In the entries below, find the lines that include "tiled" and give their number as the whole reply.

> [Material for this exercise]
________________
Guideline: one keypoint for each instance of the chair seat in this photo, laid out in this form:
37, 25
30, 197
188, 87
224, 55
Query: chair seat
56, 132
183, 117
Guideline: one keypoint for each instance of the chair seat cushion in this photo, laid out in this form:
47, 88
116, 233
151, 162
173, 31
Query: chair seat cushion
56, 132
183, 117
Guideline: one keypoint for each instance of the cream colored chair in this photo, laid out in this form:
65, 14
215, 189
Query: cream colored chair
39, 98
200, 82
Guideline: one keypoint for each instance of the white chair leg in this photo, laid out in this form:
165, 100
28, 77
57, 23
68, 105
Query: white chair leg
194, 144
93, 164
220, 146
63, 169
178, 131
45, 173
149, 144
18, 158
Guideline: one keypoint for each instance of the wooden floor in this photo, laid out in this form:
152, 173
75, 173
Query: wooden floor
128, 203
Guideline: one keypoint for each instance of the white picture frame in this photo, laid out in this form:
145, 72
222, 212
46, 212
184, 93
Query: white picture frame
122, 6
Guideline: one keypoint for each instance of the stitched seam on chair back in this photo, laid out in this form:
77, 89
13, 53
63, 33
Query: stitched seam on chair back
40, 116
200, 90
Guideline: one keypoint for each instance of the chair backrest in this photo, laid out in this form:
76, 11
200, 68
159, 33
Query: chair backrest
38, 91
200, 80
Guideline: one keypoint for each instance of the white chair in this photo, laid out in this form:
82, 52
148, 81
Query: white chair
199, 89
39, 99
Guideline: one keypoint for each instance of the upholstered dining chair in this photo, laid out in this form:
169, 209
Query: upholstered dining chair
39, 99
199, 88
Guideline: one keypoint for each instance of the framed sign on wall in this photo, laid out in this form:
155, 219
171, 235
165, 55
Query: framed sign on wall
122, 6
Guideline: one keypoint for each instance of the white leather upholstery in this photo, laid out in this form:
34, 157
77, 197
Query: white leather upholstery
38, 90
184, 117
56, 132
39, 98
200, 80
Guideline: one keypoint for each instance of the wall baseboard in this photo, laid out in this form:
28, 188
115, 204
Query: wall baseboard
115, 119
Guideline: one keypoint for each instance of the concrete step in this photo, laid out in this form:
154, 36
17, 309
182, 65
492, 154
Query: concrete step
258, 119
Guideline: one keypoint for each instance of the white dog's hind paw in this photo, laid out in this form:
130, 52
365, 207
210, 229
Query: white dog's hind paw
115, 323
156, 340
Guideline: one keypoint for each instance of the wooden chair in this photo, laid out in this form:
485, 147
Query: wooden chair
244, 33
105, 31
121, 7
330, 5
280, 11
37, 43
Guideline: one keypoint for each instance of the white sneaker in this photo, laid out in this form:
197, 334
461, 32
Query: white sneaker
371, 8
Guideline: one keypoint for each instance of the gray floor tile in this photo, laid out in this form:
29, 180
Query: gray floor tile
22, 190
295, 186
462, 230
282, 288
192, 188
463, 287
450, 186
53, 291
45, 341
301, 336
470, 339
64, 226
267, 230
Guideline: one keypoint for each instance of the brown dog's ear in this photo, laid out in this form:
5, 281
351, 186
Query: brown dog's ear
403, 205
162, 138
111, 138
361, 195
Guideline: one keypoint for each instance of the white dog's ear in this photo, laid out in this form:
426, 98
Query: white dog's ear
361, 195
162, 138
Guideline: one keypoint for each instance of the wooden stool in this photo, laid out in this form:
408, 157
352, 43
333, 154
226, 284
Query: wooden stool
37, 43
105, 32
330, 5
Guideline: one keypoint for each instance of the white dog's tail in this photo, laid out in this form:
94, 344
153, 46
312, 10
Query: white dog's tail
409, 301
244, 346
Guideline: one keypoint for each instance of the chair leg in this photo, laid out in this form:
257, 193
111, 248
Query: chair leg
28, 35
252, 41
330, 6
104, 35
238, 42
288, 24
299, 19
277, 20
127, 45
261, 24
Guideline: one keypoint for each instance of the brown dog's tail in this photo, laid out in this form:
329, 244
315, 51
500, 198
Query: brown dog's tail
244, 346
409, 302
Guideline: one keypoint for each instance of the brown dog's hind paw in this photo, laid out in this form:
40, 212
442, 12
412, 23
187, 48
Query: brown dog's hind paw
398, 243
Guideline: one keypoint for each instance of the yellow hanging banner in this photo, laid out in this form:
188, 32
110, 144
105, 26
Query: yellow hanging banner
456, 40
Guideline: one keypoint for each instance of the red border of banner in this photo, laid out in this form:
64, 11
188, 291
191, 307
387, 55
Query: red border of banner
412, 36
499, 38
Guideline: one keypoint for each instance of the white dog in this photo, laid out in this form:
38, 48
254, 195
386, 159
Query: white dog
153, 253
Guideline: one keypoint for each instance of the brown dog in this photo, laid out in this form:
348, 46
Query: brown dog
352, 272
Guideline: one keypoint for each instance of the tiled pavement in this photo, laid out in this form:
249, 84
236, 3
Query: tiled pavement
________________
> [Output below] 2